__Task requirements__
Transcribe the records exactly from the line with "Please indicate the platform" to the end, both included.

· · · ·

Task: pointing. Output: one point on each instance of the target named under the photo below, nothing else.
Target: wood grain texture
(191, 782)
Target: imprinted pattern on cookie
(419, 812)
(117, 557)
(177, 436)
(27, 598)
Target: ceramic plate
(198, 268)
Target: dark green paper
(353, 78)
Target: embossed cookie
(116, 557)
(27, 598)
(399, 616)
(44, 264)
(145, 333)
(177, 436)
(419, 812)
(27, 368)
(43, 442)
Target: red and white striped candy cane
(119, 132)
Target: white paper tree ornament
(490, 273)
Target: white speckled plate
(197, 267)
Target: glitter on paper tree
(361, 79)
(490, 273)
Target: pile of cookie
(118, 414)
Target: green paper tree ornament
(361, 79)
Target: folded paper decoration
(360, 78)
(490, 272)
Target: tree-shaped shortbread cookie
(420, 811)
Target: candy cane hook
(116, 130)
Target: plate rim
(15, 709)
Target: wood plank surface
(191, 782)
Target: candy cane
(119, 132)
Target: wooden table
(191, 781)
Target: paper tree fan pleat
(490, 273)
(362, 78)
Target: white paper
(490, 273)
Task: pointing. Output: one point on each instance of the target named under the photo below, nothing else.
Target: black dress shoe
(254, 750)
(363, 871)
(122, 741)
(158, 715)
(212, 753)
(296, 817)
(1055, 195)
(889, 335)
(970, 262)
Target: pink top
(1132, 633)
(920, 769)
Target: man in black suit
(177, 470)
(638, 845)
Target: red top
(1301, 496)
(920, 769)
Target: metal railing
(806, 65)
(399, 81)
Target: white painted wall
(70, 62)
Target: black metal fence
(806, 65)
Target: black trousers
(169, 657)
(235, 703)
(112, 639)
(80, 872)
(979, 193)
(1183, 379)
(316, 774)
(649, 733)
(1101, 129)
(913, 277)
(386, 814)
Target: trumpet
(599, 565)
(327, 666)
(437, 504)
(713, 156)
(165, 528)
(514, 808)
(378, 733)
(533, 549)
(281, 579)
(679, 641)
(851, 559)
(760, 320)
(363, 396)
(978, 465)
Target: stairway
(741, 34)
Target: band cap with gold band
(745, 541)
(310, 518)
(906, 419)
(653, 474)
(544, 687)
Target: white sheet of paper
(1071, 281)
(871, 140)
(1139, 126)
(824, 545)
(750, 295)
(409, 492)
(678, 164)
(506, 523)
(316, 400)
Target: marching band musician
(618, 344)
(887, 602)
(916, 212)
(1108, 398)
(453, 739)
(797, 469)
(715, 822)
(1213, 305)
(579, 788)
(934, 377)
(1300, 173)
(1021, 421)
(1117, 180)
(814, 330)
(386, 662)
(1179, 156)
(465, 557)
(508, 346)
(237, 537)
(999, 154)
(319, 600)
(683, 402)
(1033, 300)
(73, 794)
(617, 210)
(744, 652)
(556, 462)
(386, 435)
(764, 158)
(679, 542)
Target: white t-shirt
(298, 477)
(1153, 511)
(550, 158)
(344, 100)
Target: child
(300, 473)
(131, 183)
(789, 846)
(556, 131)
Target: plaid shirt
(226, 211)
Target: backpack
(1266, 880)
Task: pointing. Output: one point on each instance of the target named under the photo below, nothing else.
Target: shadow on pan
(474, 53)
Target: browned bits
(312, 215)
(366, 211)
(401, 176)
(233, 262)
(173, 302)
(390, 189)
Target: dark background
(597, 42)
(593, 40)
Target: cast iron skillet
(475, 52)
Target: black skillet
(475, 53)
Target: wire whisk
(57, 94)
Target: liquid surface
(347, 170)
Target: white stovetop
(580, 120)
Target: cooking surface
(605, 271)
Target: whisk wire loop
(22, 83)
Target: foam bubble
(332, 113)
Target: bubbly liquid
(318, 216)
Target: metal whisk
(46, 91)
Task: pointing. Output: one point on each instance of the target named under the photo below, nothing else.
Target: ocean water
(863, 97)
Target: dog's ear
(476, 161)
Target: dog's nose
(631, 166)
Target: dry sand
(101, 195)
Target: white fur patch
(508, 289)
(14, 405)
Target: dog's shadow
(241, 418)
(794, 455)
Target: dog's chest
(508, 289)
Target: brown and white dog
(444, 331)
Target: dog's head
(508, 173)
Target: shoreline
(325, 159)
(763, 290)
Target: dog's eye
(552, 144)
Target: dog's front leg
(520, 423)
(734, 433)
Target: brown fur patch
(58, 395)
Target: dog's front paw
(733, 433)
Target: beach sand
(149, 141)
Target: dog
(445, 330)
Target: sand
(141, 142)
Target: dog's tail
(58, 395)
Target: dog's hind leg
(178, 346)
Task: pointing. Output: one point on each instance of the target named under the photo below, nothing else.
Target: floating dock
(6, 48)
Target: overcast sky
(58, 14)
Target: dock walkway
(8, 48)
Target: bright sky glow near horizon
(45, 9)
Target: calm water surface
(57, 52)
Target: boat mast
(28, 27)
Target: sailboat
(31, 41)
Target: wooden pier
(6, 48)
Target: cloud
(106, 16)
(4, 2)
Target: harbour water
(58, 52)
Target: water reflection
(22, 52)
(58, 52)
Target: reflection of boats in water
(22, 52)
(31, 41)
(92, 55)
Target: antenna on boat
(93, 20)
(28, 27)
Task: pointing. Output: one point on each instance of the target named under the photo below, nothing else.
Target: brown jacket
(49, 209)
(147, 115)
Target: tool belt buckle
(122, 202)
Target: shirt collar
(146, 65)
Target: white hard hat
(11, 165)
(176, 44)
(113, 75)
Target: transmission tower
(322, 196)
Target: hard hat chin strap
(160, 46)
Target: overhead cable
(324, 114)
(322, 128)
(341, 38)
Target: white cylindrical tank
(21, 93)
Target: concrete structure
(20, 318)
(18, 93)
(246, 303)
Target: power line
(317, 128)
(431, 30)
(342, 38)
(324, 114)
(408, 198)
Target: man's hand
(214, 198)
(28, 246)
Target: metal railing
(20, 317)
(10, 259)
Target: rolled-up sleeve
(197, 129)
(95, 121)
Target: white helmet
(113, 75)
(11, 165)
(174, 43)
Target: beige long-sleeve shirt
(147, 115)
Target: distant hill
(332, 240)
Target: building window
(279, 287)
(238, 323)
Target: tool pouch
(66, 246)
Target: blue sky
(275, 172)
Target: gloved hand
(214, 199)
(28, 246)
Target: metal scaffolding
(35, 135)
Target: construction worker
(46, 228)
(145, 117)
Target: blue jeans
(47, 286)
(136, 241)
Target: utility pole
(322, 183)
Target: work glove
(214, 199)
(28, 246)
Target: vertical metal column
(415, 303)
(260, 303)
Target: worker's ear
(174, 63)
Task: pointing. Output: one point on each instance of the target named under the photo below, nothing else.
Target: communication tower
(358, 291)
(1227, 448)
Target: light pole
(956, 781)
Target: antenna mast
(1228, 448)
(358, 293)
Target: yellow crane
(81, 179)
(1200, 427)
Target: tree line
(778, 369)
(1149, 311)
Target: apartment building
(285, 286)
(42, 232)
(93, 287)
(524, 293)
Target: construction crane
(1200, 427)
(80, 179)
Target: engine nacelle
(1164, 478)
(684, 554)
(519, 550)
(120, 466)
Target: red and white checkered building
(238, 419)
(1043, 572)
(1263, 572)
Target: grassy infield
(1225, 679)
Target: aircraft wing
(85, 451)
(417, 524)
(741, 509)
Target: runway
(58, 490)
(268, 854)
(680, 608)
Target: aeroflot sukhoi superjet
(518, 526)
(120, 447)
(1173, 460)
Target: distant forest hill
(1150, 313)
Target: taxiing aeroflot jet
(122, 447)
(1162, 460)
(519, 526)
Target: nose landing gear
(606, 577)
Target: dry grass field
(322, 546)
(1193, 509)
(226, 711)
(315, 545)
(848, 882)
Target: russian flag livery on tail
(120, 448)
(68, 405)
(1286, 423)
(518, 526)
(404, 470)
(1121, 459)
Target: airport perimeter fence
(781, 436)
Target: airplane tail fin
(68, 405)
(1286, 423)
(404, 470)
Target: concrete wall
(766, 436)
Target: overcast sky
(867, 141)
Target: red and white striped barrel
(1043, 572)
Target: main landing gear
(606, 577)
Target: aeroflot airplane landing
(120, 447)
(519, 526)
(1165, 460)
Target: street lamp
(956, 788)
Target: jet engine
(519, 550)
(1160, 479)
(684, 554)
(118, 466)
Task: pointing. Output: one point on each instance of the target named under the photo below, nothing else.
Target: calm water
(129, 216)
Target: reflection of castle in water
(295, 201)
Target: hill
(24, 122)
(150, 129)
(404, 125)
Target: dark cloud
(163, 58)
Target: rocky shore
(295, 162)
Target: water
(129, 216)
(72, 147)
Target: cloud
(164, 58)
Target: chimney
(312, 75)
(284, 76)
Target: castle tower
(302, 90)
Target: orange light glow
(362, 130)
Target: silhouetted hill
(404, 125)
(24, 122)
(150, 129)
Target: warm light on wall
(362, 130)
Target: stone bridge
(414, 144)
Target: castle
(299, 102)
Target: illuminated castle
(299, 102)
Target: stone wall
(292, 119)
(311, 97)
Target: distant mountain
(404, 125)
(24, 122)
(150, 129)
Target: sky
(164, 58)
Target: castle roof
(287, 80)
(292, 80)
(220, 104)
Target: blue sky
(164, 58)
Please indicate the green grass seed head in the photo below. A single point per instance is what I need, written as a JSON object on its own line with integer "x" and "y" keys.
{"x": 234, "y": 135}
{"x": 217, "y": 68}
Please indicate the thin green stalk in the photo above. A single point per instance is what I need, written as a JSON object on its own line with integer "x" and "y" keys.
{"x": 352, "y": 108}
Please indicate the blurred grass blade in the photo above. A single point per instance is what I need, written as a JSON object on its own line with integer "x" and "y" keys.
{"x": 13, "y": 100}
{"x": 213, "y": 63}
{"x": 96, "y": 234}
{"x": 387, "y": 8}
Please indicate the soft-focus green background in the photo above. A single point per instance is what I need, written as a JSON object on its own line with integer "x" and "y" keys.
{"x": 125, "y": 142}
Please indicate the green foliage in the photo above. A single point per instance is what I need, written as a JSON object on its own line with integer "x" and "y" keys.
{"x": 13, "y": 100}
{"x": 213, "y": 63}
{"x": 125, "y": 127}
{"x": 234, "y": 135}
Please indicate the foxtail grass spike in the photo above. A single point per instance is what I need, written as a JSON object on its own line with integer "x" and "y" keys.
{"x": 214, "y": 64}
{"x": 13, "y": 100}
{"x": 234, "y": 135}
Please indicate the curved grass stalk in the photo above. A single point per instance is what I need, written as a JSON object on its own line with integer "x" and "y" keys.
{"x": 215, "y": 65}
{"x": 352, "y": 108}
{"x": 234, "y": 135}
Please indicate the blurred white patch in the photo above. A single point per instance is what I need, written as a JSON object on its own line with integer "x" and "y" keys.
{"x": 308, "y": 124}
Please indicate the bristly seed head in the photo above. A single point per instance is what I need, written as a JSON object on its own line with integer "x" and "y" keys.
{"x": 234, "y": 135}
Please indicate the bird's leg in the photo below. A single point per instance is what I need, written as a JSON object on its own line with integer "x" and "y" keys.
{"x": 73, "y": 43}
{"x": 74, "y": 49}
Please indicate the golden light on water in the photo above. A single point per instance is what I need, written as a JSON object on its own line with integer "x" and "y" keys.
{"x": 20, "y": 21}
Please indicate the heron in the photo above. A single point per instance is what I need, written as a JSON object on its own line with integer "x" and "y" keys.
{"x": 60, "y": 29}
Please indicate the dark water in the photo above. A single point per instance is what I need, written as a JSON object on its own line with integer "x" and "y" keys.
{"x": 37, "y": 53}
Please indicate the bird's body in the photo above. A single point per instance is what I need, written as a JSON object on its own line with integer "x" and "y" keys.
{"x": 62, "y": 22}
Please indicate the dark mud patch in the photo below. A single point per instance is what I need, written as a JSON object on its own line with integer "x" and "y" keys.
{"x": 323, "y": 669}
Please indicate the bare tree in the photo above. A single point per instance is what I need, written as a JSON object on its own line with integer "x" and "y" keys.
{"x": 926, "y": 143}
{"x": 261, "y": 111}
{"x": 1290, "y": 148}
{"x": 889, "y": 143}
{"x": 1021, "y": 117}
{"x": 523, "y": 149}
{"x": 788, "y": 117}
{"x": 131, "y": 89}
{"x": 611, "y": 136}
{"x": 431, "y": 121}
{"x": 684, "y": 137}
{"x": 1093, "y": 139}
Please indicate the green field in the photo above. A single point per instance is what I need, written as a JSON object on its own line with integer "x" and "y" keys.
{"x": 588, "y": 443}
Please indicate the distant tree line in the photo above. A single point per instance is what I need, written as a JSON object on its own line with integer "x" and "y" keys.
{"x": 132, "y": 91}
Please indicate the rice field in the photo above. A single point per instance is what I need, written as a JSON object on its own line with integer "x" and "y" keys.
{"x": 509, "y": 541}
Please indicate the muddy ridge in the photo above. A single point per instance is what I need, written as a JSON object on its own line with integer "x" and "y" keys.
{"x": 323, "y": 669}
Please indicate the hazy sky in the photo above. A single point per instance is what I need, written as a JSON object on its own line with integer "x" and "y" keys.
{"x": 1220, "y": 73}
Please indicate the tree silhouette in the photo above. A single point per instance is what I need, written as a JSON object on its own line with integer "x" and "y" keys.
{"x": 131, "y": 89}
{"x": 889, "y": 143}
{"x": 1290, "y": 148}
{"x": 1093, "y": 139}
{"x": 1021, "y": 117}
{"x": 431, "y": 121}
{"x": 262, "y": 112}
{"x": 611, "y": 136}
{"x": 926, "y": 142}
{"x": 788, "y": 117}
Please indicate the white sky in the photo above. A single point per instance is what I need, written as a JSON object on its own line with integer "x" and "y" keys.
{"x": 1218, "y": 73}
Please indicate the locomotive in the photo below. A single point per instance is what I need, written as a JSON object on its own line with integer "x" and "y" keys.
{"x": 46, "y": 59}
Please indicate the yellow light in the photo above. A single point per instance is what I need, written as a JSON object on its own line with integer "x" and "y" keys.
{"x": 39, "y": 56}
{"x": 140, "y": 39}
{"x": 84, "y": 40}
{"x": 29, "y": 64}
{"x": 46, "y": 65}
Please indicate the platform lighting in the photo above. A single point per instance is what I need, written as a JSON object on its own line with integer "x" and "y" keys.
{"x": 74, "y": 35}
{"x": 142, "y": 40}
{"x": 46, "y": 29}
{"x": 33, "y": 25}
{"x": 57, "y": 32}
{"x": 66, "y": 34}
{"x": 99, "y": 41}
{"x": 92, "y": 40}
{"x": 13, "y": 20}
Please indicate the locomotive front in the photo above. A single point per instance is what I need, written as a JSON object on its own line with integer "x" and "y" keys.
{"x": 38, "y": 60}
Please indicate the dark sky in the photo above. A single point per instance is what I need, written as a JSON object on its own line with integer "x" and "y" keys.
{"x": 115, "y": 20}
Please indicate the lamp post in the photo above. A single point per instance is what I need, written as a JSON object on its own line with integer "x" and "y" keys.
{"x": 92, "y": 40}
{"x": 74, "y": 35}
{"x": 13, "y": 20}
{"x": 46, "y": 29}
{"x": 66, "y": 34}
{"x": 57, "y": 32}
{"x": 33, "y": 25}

· · · ·

__Response to this task__
Please indicate the platform lighting in the photo above. A single point per instance is what I need, written as a JSON object on its own line with integer "x" and "y" keys.
{"x": 74, "y": 35}
{"x": 142, "y": 40}
{"x": 46, "y": 29}
{"x": 33, "y": 25}
{"x": 57, "y": 32}
{"x": 66, "y": 34}
{"x": 99, "y": 41}
{"x": 92, "y": 40}
{"x": 13, "y": 20}
Please indicate the locomotive front in the photo above. A single point per instance is what I need, written as a JSON object on its own line with integer "x" and "y" keys.
{"x": 38, "y": 60}
Please indicate the dark sky in the photo above. A single point per instance is what I need, written as a JSON object on its own line with integer "x" and "y" keys.
{"x": 115, "y": 20}
Please indicate the lamp post in the photo above. A single point per instance is what I need, written as a JSON object on its own line with integer "x" and "y" keys.
{"x": 92, "y": 40}
{"x": 74, "y": 35}
{"x": 13, "y": 20}
{"x": 46, "y": 29}
{"x": 66, "y": 34}
{"x": 57, "y": 32}
{"x": 33, "y": 25}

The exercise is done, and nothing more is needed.